▶ _CONSIGNE A_
Repérez dans les enregistrements chaque ligne où figure la chaîne "pant", puis recopiez ces lignes.
========================================
Devenez publicateur / Créez votre blog


 

La population guinéenne voit passer les trains de bauxite sans en profiter

  Business, #

Pour ces quelques poteaux électriques posés récemment par la compagnie minière russe RusAl (Russki Alumini) au fin fond de la brousse guinéenne, un jeune homme est mort en octobre 2008. Pendant cinq jours, le village de cases de Mambia s'était soulevé, bloquant la voie ferrée par laquelle la bauxite extraite de la mine à ciel ouvert de Débélé, plus haut dans la montagne, est acheminée jusqu'à Conakry, à 150 kilomètres de là.

Les villageois exigeaient leur raccordement au réseau électrique et protestaient contre la pollution de la rivière. L' armée et la gendarmerie ont ramené l'ordre à leur façon, tirant, pillant, passant à tabac. Quatorze mois plus tard, en ce jour de décembre écrasé de chaleur, le calme règne à Mambia. Les magasins au bord de la route qui conduit à Kindia ont été reconstruits et les poteaux électriques plantés. Quelques poteaux : un rêve pour tant de villages guinéens, dans ce pays parmi les plus pauvres du monde. Si pauvre - 160 e sur 177 au classement du Programme des Nations unies pour le développement (PNUD) - et tellement riche.

Le pays regorge de bauxite. Premier exportateur mondial et deuxième producteur derrière l' Australie, la Guinée détiendrait plus d'un tiers des réserves mondiales de ce minerai qui, une fois transformé, devient alumine puis aluminium. La Chine en est particulièrement friande. Il y a aussi du fer, de l' or, des diamants et des ressources pétrolières découvertes off-shore. Un trésor largement inexploité.

Mais de ces richesses, les habitants de Mambia ou d'ailleurs n'en voient guère la couleur. Sauf le rouge des quelque 10 000 tonnes de minerai expédiées quotidiennement par le rail, et celle de ces quelques poteaux électriques. "Il y a trop de corruption, pas assez de valeur ajoutée créée en Guinée. Plus de 50 % de la population (sur 10 millions d'habitants) vit dans un état d'extrême pauvreté", explique le doyen de l'université Sonfonia de Conakry, Ahmadou Oury Koré Bah. La bauxite quitte le pays par minéraliers, en vrac. Le seul site de (première) transformation en alumine est une unité hors d'âge, contrôlée par RusAl mais héritée d'une unité créée par Péchiney, notamment, un an avant l'indépendance de l'ancienne colonie française en 1958.
========================================
▶ _CONSIGNE B_
D'après l'article sur la bauxite guinéenne, quelle quantité de minerai part chaque jour par le rail ?
========================================
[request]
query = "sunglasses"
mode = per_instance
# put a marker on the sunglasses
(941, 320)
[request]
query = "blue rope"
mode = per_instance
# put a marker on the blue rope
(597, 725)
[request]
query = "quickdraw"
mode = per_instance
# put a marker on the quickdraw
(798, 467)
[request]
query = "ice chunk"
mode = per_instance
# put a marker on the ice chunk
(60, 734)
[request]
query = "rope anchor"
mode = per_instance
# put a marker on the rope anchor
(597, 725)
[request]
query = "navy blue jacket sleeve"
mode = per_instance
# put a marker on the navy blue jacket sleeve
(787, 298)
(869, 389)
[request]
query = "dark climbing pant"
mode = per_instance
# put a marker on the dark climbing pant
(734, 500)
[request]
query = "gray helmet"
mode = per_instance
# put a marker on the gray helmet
========================================
▶ _RÉPONSE A_
query = "dark climbing pant"
# put a marker on the dark climbing pant

▶ _RÉPONSE B_
Quelque 10 000 tonnes de minerai sont expédiées chaque jour par le rail.